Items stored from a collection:
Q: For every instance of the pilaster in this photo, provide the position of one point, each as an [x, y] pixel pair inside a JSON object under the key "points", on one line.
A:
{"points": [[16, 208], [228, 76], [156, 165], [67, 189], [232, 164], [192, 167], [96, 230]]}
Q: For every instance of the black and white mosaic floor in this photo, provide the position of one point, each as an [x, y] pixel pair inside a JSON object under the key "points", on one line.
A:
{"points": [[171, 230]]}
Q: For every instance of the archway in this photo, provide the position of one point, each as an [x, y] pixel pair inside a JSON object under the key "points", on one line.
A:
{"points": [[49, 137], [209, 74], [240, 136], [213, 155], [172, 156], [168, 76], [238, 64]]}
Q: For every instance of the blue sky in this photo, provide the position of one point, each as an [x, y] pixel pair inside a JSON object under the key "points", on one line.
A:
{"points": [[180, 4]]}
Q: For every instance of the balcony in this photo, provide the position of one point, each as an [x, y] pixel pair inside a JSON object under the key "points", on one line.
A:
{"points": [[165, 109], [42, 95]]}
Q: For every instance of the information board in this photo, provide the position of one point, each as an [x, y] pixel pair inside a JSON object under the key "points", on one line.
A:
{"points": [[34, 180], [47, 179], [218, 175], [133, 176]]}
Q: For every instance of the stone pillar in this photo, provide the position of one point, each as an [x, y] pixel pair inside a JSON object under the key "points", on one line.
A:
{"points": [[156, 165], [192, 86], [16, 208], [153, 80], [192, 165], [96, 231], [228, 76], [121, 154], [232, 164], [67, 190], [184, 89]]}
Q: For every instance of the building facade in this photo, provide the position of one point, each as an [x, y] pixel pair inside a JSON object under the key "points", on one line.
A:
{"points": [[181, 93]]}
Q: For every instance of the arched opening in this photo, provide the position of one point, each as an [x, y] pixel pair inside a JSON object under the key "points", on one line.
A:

DIRECTIONS FOR THIS TASK: Quote every item above word for word, reproducing each line without any change.

RESPONSE:
Q: For every instance of the pilaster in this photo, provide the position of one point, each as an [x, y] pixel pair inside a JSON object under the key "points", on one line.
A:
{"points": [[16, 208], [228, 76], [156, 165], [67, 189], [232, 164], [192, 167], [96, 230]]}
Q: For every instance of the black and white mosaic floor in this photo, provide the position of one point, each as an [x, y] pixel pair inside a JSON object under the key "points", on one line.
A:
{"points": [[171, 230]]}
Q: For every instance of the archway in this photo, provide the position of one point, each as an [x, y] pixel pair inside a JSON object under the key "points", on one line.
A:
{"points": [[49, 137], [209, 74], [240, 136], [213, 155], [172, 156], [168, 76], [238, 64]]}
Q: For every instance of the blue sky in this photo, provide the position of one point, each as an [x, y] pixel pair inside a JSON object under the key "points", on one line.
A:
{"points": [[180, 4]]}
Q: For every instance of the balcony in this photo, provide the position of one point, each as an [x, y] pixel pair inside a JSON object under the key "points", on one line.
A:
{"points": [[165, 109], [42, 95]]}
Q: For every instance of the information board in this photo, provide the position of one point, each as an [x, y] pixel pair inside a JSON object under the key "points", on one line.
A:
{"points": [[34, 180], [47, 179], [218, 175], [133, 176]]}
Q: For every instance of the stone pillar in this photo, provide the position of one point, each as an [x, y] pixel pair inside a JSON object under the key "points", on one line.
A:
{"points": [[156, 165], [192, 86], [16, 208], [153, 80], [192, 165], [96, 231], [228, 76], [121, 154], [232, 164], [67, 190], [184, 89]]}
Q: For every instance of the building facade in this photo, provide the position of one point, each as an [x, y] pixel pair inside a JSON object under the key "points", on one line.
A:
{"points": [[181, 93]]}
Q: For every instance of the arched opening in this photo, provide the position of one point, each as an [x, y] pixel pair inside a JSON object under the key "points", on one line.
A:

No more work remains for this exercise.